Aufgaben:
a – Schreibe aus dem Lesetext die Stelle ab, die mit „Denn dieser Abend“ beginnt und bis einschließlich „es sein muss.“ reicht.
b – Wer stand laut dem Lesetext an diesem Abend am Mischpult?

Lesetext:
========================
Dann kam meine Frau. Blick. Satz. Urteil: „Ich muss heute tanzen.“
Tja. Diskussion beendet. Also bei Marcus zu Kreuze gekrochen, mir diverse liebevolle Beleidigungen abgeholt (wenigstens meine Frau hätte Geschmack, ich wäre vom Staate Nimm, kulturell verwahrlost etc.) – und mir so den Eintritt erkauft. Spoiler: Ich sollte später sehr froh darüber sein.
Denn dieser Abend entwickelte sich schnell zu einem dieser seltenen Berliner Klassentreffen. Der komplette Brutz-&-Brakel-Wahnsinn war da, mein lieber Freund Randy natürlich, der Husky samt Sabrina, viele vertraute Gesichter, viele Umarmungen, viele „weißte noch damals“-Momente. Dazu mein erster Besuch im Pfefferberg– eine Location, die sofort gewann: gemütlich, offen, kein seelenloser Betonklotz. Und dann Jacky am Mischpult. Ein Mann, der wieder einmal bewies, dass guter Sound kein Zufall ist, sondern Handwerk. Beide Bands klangen druckvoll, differenziert und lebendig – so wie es sein muss.
========================
Datenauszug:
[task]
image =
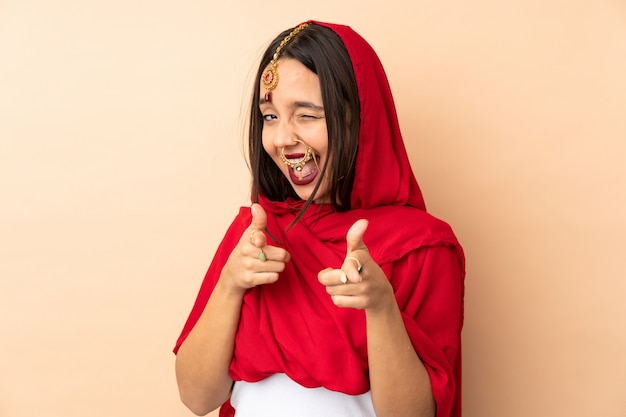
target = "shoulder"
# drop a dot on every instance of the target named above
========================
Lösungen:
a –
Denn dieser Abend entwickelte sich schnell zu einem dieser seltenen Berliner Klassentreffen. Der komplette Brutz-&-Brakel-Wahnsinn war da, mein lieber Freund Randy natürlich, der Husky samt Sabrina, viele vertraute Gesichter, viele Umarmungen, viele „weißte noch damals“-Momente. Dazu mein erster Besuch im Pfefferberg– eine Location, die sofort gewann: gemütlich, offen, kein seelenloser Betonklotz. Und dann Jacky am Mischpult. Ein Mann, der wieder einmal bewies, dass guter Sound kein Zufall ist, sondern Handwerk. Beide Bands klangen druckvoll, differenziert und lebendig – so wie es sein muss.

b – Jacky stand am Mischpult.